[Assignment]:
Could you restate the entries below word for word and leave out the pictures?

[Given information]:

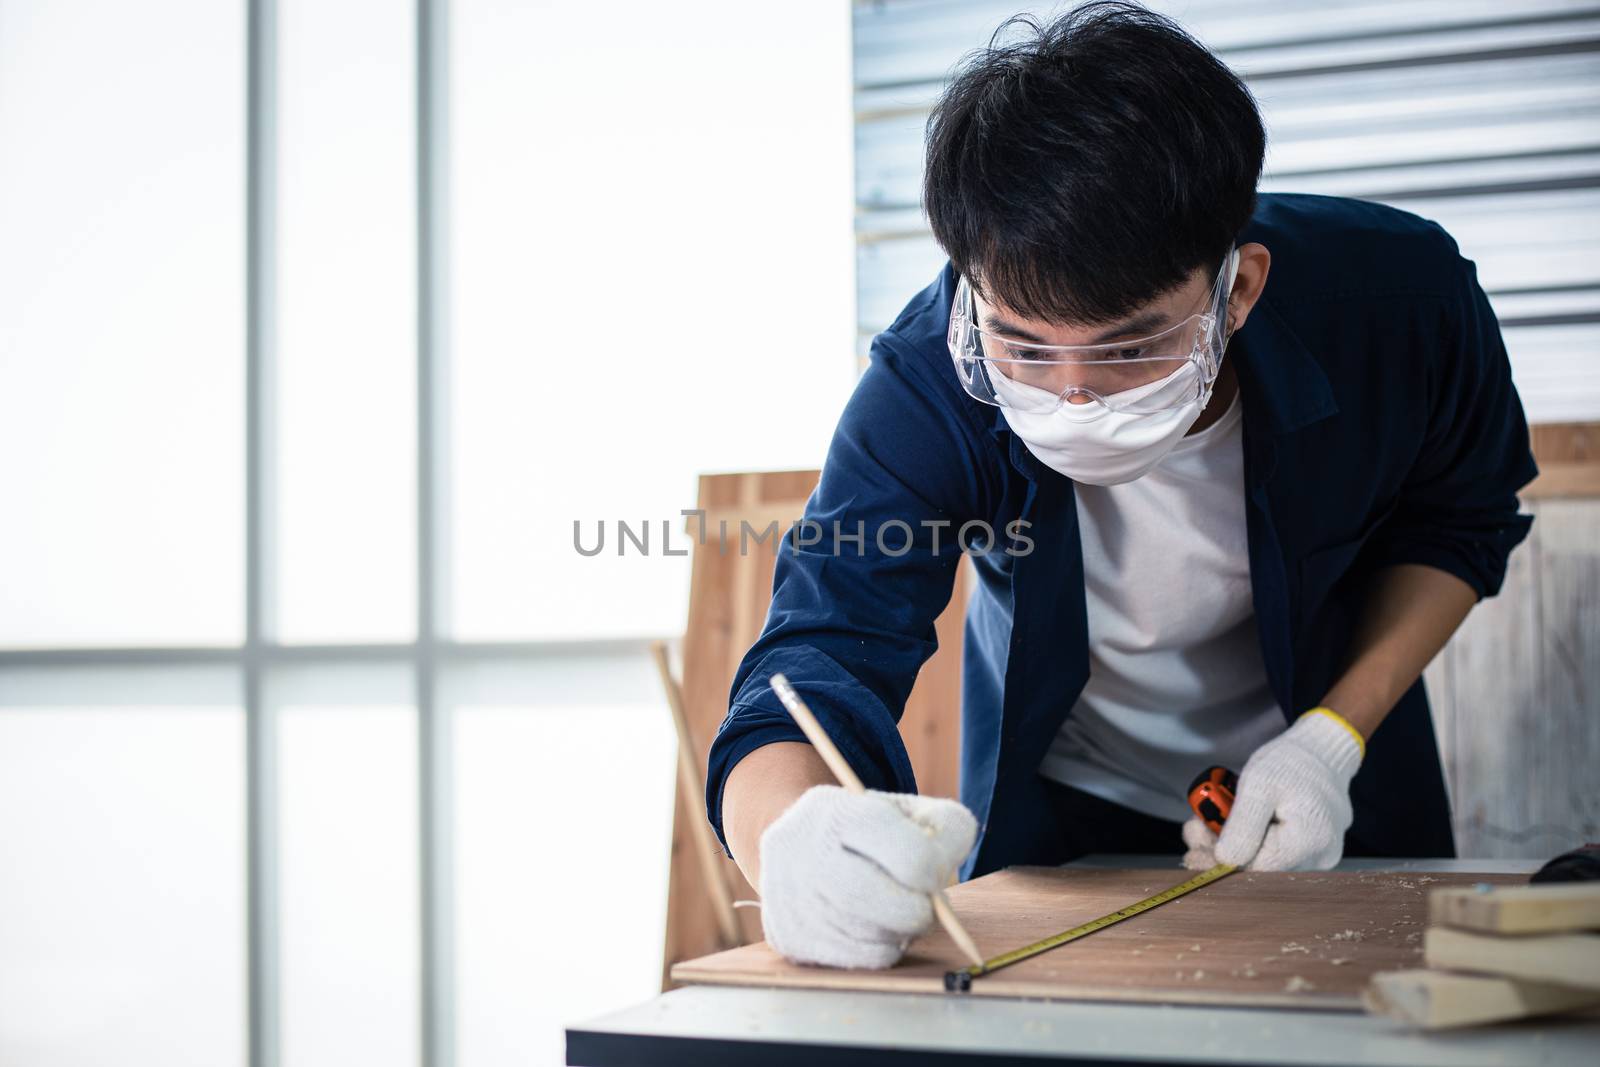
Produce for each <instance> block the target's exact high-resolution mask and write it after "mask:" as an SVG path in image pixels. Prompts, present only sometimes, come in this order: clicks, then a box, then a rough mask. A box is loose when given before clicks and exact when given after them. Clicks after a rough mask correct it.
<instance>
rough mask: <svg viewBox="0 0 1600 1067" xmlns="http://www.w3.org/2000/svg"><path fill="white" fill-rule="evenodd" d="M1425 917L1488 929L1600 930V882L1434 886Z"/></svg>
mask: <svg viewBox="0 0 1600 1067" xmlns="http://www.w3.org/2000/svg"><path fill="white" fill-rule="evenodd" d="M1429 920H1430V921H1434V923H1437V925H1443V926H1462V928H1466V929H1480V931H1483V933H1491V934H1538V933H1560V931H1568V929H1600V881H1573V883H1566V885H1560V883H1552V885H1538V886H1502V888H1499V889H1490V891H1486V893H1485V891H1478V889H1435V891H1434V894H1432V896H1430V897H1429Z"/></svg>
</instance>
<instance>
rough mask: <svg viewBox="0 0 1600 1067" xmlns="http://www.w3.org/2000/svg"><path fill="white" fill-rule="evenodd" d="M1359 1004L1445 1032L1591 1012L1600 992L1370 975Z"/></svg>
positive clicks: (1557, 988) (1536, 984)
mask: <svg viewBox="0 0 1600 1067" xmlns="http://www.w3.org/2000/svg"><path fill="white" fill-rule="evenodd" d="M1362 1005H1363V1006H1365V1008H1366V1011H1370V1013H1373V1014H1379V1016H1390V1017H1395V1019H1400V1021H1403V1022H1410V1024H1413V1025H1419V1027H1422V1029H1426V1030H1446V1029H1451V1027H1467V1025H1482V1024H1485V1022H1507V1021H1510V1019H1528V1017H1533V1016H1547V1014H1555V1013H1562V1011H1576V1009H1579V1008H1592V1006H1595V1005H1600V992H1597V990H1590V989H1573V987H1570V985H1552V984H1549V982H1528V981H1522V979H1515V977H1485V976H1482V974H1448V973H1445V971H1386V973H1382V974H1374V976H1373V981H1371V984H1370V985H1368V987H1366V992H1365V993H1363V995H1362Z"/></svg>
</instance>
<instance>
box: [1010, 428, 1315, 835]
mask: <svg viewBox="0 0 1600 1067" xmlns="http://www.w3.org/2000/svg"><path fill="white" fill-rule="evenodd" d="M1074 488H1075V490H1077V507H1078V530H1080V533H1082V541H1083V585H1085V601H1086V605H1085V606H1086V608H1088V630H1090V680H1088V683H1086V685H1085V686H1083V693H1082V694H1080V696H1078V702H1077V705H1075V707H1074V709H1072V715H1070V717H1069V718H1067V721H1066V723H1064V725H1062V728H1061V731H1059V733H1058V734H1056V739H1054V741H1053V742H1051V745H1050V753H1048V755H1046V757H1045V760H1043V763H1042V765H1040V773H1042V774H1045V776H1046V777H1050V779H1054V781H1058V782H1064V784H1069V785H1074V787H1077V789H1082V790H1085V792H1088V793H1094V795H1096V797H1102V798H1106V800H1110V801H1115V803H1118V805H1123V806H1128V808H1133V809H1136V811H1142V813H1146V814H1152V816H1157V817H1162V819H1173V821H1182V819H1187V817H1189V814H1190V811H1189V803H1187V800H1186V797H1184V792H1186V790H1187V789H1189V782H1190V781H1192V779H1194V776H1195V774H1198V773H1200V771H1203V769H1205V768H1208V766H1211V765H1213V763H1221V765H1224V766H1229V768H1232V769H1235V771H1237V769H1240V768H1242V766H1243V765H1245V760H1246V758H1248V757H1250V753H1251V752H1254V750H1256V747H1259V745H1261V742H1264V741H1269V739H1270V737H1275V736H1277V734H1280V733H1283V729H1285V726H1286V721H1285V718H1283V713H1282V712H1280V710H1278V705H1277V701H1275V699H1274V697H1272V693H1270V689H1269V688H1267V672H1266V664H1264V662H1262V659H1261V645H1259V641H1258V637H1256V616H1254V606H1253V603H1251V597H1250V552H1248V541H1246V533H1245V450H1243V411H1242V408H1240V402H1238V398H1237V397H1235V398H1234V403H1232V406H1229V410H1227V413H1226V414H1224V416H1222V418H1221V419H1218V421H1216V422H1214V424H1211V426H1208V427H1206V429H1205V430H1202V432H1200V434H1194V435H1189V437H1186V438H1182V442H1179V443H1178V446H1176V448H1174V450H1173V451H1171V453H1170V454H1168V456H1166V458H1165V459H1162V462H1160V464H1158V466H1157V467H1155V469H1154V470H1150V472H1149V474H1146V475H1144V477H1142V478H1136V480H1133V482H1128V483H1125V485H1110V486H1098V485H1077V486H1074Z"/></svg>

[Result of this task]:
Produce for each <instance> block the target's exact high-resolution mask and write it after "mask:" as an SVG path in image pixels. Prompts, present only sometimes, come in this order: clicks, then a box, then a rough mask. A box is loose when given before clicks and exact when given after them. Clicks after a rough mask correct it.
<instance>
rough mask: <svg viewBox="0 0 1600 1067" xmlns="http://www.w3.org/2000/svg"><path fill="white" fill-rule="evenodd" d="M1425 917L1488 929L1600 930V882L1434 886Z"/></svg>
mask: <svg viewBox="0 0 1600 1067" xmlns="http://www.w3.org/2000/svg"><path fill="white" fill-rule="evenodd" d="M1429 920H1430V921H1434V923H1437V925H1443V926H1462V928H1466V929H1480V931H1483V933H1491V934H1538V933H1560V931H1568V929H1600V881H1573V883H1566V885H1560V883H1552V885H1538V886H1502V888H1499V889H1490V891H1486V893H1485V891H1478V889H1435V891H1434V894H1432V896H1430V897H1429Z"/></svg>
</instance>
<instance>
rough mask: <svg viewBox="0 0 1600 1067" xmlns="http://www.w3.org/2000/svg"><path fill="white" fill-rule="evenodd" d="M1359 1004L1445 1032L1591 1012L1600 992L1370 975Z"/></svg>
positive clicks: (1557, 988) (1536, 984)
mask: <svg viewBox="0 0 1600 1067" xmlns="http://www.w3.org/2000/svg"><path fill="white" fill-rule="evenodd" d="M1362 1005H1363V1006H1365V1008H1366V1011H1370V1013H1373V1014H1379V1016H1390V1017H1395V1019H1400V1021H1403V1022H1410V1024H1413V1025H1419V1027H1422V1029H1426V1030H1446V1029H1451V1027H1467V1025H1482V1024H1485V1022H1507V1021H1510V1019H1528V1017H1533V1016H1547V1014H1555V1013H1562V1011H1576V1009H1579V1008H1592V1006H1595V1005H1600V992H1597V990H1590V989H1573V987H1570V985H1552V984H1549V982H1528V981H1522V979H1515V977H1485V976H1482V974H1448V973H1445V971H1386V973H1382V974H1374V976H1373V981H1371V984H1370V985H1368V987H1366V992H1365V993H1363V995H1362Z"/></svg>
</instance>
<instance>
box: [1010, 428, 1315, 835]
mask: <svg viewBox="0 0 1600 1067" xmlns="http://www.w3.org/2000/svg"><path fill="white" fill-rule="evenodd" d="M1074 488H1075V490H1077V507H1078V530H1080V533H1082V541H1083V585H1085V601H1086V605H1085V606H1086V608H1088V630H1090V680H1088V683H1086V685H1085V686H1083V693H1082V694H1080V696H1078V702H1077V705H1075V707H1074V709H1072V715H1070V717H1069V718H1067V721H1066V723H1064V725H1062V728H1061V731H1059V733H1058V734H1056V739H1054V741H1053V742H1051V745H1050V753H1048V755H1046V757H1045V760H1043V763H1042V765H1040V773H1042V774H1045V776H1046V777H1050V779H1054V781H1058V782H1064V784H1069V785H1074V787H1077V789H1082V790H1085V792H1088V793H1094V795H1096V797H1102V798H1106V800H1110V801H1115V803H1118V805H1123V806H1128V808H1133V809H1136V811H1142V813H1146V814H1152V816H1157V817H1162V819H1173V821H1182V819H1187V817H1189V814H1190V811H1189V803H1187V800H1186V797H1184V792H1186V790H1187V789H1189V782H1190V781H1192V779H1194V776H1195V774H1198V773H1200V771H1203V769H1205V768H1208V766H1211V765H1213V763H1221V765H1224V766H1229V768H1232V769H1235V771H1237V769H1240V768H1242V766H1243V765H1245V760H1246V758H1248V757H1250V753H1251V752H1254V750H1256V747H1259V745H1261V742H1264V741H1269V739H1270V737H1275V736H1277V734H1280V733H1283V729H1285V726H1286V721H1285V718H1283V713H1282V712H1280V710H1278V705H1277V701H1275V699H1274V697H1272V693H1270V689H1269V688H1267V672H1266V664H1264V662H1262V659H1261V645H1259V641H1258V637H1256V616H1254V606H1253V603H1251V597H1250V552H1248V541H1246V533H1245V450H1243V411H1242V408H1240V402H1238V398H1237V397H1235V398H1234V403H1232V406H1229V410H1227V413H1226V414H1224V416H1222V418H1221V419H1218V421H1216V422H1214V424H1211V426H1208V427H1206V429H1205V430H1202V432H1200V434H1194V435H1189V437H1186V438H1182V442H1179V443H1178V446H1176V448H1174V450H1173V451H1171V453H1170V454H1168V456H1166V458H1165V459H1162V462H1160V464H1158V466H1157V467H1155V469H1154V470H1150V472H1149V474H1146V475H1144V477H1142V478H1136V480H1133V482H1128V483H1125V485H1110V486H1098V485H1077V486H1074Z"/></svg>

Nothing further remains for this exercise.